╭─ Stored data
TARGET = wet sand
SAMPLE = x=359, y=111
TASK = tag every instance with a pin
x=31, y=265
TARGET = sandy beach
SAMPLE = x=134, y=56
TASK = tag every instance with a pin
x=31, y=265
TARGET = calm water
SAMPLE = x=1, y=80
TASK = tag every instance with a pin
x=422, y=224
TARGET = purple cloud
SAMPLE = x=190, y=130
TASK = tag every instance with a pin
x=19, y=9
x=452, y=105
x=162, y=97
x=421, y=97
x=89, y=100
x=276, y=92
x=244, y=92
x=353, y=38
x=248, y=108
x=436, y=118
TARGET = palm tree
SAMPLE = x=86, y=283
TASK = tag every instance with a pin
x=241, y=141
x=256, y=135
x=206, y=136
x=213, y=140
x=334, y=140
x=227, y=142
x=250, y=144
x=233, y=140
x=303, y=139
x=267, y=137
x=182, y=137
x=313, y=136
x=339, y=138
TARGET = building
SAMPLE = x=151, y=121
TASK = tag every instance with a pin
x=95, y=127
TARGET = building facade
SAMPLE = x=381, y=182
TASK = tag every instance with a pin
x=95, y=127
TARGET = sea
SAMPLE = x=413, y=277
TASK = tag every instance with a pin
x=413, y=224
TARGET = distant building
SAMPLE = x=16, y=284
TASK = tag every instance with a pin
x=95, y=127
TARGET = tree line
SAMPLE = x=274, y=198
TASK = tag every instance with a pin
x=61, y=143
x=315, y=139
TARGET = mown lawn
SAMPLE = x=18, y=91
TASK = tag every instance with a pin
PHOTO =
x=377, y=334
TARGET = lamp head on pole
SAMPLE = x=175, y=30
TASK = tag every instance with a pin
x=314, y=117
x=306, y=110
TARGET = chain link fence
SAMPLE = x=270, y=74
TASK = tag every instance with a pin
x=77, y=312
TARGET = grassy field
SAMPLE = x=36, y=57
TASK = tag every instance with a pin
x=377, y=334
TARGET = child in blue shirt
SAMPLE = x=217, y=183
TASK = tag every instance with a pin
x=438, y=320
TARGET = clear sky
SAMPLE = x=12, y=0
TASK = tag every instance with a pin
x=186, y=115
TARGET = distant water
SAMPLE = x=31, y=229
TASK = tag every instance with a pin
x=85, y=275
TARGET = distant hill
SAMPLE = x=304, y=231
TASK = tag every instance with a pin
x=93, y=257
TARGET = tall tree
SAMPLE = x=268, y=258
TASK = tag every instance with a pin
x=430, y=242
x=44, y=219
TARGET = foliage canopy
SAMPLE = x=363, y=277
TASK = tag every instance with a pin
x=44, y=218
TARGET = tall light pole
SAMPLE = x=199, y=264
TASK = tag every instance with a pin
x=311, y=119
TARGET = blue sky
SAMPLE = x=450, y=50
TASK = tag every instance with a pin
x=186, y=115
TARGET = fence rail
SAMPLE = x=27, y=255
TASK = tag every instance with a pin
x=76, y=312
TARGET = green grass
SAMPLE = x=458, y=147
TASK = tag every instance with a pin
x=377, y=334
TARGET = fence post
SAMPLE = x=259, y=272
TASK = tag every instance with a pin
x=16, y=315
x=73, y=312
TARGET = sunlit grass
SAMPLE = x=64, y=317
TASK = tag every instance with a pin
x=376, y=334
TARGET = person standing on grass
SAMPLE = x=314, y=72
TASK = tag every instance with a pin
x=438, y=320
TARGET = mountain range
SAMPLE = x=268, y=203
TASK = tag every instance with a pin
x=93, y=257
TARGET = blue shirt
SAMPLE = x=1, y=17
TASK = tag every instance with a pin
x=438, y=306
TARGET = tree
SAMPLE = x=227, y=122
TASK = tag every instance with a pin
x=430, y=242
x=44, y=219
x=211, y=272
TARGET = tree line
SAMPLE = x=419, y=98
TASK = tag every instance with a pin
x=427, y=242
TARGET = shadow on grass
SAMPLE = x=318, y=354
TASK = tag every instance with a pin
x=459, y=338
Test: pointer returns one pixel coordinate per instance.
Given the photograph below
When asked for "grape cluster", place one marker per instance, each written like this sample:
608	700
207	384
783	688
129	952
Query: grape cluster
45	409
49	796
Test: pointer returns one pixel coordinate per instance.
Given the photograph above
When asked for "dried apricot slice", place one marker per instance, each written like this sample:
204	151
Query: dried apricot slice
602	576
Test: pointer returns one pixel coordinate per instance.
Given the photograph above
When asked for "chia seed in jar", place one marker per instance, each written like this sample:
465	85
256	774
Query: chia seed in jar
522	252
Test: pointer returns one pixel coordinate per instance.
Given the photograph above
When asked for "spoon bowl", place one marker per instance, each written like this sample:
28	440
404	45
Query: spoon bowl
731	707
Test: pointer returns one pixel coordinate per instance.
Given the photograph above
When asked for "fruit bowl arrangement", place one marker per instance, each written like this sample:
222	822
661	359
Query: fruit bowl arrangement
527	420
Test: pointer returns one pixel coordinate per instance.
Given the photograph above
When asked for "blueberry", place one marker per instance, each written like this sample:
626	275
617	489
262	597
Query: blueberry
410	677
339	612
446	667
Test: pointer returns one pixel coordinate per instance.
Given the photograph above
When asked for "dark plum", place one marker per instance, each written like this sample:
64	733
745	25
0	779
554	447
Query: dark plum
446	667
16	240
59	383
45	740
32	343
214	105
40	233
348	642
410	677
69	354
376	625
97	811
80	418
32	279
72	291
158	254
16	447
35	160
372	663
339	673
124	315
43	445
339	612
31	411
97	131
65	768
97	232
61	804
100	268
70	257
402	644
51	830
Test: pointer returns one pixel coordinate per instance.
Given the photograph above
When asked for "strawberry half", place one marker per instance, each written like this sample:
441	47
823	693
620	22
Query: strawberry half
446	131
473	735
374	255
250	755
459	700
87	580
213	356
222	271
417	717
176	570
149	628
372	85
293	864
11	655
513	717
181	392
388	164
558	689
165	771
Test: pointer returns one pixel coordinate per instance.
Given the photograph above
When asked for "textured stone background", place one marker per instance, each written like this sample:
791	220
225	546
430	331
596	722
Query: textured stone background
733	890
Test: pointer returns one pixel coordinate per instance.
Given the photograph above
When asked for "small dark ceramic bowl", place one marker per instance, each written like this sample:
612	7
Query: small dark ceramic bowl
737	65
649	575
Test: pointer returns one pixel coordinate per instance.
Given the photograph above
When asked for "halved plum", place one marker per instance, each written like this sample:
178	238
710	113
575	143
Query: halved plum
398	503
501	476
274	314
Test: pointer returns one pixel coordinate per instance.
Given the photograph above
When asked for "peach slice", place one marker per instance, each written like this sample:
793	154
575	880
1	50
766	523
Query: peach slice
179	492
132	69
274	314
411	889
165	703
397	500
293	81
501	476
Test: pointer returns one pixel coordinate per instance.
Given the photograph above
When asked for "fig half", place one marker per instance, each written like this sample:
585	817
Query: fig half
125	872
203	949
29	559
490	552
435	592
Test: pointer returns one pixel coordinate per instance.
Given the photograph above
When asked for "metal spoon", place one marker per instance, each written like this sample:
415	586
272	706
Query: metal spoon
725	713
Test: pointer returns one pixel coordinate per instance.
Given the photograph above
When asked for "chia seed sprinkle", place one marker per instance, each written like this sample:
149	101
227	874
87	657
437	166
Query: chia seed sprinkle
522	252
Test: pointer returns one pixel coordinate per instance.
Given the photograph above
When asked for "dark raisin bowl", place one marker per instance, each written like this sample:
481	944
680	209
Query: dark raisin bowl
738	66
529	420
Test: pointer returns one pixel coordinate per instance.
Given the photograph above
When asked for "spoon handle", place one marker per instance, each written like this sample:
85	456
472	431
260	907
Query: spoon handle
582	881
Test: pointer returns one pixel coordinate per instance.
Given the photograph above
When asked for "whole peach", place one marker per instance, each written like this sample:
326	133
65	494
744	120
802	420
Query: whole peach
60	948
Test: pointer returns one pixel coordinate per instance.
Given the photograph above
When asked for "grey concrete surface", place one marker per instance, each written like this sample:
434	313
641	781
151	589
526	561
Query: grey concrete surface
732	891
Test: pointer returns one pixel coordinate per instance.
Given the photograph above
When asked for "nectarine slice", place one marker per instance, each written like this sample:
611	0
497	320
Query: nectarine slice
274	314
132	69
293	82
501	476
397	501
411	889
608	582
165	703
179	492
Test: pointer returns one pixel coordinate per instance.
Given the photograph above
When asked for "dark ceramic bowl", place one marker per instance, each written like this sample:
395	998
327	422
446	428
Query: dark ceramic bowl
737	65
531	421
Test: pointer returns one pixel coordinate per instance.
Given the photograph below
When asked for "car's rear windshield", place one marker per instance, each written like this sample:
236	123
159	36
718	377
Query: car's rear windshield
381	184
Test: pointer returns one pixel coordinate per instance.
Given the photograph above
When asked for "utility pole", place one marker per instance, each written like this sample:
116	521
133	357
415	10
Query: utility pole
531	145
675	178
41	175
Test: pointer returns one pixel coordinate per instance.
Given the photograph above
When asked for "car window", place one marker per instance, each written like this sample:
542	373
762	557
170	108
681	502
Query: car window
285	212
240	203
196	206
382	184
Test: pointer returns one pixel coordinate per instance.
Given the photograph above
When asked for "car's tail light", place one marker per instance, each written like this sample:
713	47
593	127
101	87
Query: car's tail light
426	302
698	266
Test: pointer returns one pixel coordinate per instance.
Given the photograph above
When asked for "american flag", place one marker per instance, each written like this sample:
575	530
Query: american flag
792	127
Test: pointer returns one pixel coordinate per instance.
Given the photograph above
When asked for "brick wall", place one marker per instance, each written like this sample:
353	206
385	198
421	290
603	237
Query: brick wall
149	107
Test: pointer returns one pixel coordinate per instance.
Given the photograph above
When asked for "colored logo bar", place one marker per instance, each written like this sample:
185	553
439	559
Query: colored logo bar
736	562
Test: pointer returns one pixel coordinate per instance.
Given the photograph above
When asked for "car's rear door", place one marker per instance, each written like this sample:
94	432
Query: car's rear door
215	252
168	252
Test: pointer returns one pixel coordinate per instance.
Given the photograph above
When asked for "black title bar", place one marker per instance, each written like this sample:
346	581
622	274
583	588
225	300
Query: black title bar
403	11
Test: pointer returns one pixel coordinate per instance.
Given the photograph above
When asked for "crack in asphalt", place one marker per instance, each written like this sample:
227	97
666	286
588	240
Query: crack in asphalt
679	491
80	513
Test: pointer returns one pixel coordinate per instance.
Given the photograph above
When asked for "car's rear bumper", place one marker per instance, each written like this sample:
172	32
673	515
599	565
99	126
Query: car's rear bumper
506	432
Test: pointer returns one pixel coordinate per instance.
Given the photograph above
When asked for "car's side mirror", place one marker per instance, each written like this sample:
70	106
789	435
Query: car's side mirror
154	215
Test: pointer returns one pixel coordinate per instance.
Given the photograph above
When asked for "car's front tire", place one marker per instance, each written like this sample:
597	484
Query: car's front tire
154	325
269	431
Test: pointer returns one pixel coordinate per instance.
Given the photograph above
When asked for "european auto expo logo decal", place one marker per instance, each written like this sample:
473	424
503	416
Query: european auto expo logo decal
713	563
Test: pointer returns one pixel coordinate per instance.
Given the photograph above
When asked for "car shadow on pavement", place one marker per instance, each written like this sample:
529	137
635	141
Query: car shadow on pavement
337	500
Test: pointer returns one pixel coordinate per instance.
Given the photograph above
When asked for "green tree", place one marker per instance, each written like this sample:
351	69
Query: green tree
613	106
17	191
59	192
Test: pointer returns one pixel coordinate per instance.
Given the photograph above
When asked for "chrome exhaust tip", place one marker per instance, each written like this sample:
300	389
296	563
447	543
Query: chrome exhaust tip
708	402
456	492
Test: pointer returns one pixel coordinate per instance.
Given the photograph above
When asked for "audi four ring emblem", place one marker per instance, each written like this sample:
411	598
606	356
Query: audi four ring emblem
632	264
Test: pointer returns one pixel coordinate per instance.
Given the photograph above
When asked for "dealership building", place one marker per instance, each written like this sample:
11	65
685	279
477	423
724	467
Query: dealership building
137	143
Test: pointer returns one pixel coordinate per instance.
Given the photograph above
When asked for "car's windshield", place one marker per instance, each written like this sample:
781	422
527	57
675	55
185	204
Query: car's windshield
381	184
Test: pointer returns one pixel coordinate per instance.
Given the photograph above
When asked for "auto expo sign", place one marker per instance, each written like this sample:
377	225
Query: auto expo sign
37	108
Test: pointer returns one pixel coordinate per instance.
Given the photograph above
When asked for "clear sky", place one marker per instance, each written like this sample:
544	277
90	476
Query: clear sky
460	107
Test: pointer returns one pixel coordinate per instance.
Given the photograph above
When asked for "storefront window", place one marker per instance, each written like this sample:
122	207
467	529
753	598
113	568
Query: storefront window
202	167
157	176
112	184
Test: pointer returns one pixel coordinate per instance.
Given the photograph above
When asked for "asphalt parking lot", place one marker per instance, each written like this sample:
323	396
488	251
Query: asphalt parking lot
╰─
*Try it:*
Among the entries above, count every line containing the string "water". Your reply must be that number alone.

*Response area:*
2